▶ Selection

I’m a paddler. I love to race outrigger canoes, love the feeling of being in a boat, love the camaraderie of being part of a team of physically and mentally strong women, AND love being part of a club.
So what does this have to do with what I’m going to tell you?
Nothing. Just felt like putting it out there.
But here’s a story:
Three years ago my family decided to get into the sport when we came across the canoe halau (long house) at Ala Moana Beach Park. Now Ala Moana is a nice place to take the kids to swim and a good place for exercise, but like everything, it has it’s fair share of ‘problems.’ One of them, sadly, is the number of homeless people who set up camps around the park.
I am not going to go on a rant or a tirade about homeless people, because I do have a heart. For years my husband and I have spent our own money to buy homeless people along the Waianae Coast the ‘essentials’: cases of water, canned goods, toiletries, sleeping bags and what have you, and we’ve cooked food for homeless people who looked hungry while we were spending time at the beach with our friends and family, not for a charitable organization, not to get a tax break, just because it feels like the right thing to do.

▶ Written instruction 1
In the canoe story, rewrite the paragraph that begins "Three years ago my family" in a shorter form, keeping its main facts.
▶ Written instruction 2
Answer these from the canoe story:
(a) What kind of canoes does the writer love to race?
(b) At which park did the family come across the canoe halau?
(c) Along which coast have the writer and her husband bought essentials for homeless people?
▶ Written instruction 3
From the canoe story, output the part starting at "I’m a paddler." and ending at "part of a club.", word for word.

▶ Collected material
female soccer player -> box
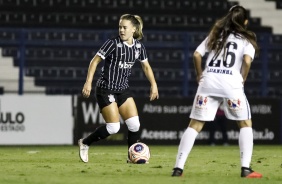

▶ Exercise output 1
Three years ago, the family took up the sport after finding the canoe halau (long house) at Ala Moana Beach Park. The park is good for swimming with kids and for exercise, but it has problems, one being the many homeless people who set up camps around it.

▶ Exercise output 2
(a) Outrigger canoes.
(b) Ala Moana Beach Park.
(c) The Waianae Coast.

▶ Exercise output 3
I’m a paddler. I love to race outrigger canoes, love the feeling of being in a boat, love the camaraderie of being part of a team of physically and mentally strong women, AND love being part of a club.